» Task directions: Print the lines of the material word for word, starting at the line that contains "like x=14, y=70." and ending at the line that contains "Target: warehouse roof", with both of those lines included.

» Task inputs:
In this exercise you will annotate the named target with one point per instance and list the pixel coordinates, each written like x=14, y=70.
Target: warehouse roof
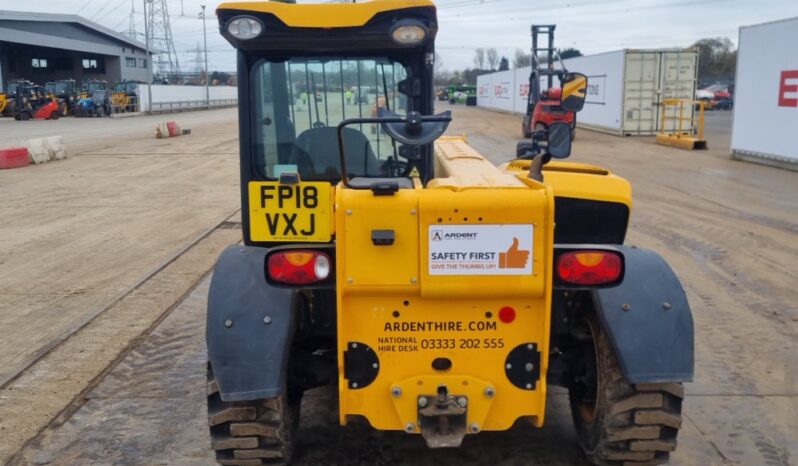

...

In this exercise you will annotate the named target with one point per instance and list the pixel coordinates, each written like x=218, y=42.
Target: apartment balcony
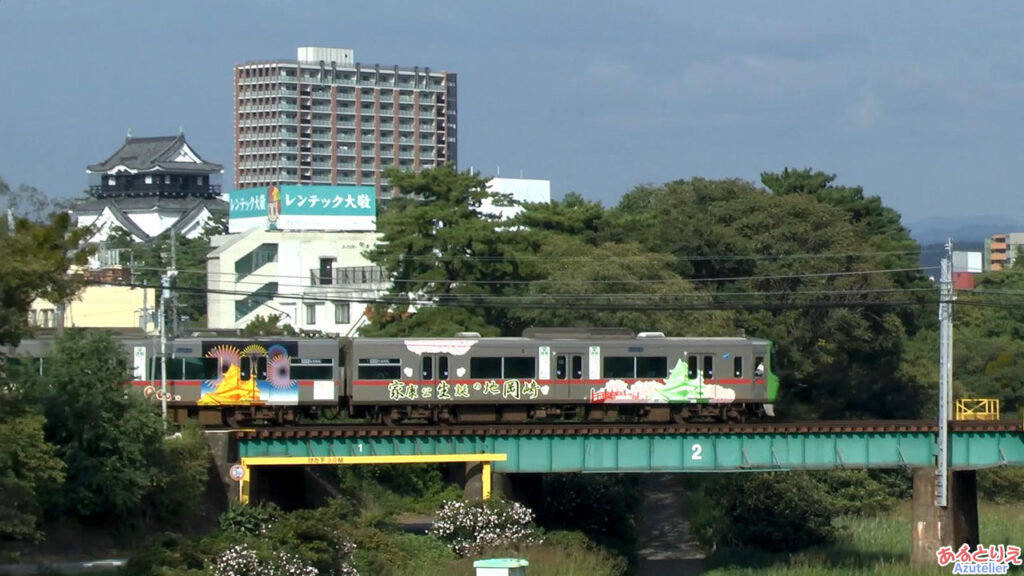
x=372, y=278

» Reply to the task:
In this exercise you will annotate the named target with one point per instance and list the pixel coordinates, each written like x=14, y=70.
Target: warehouse roof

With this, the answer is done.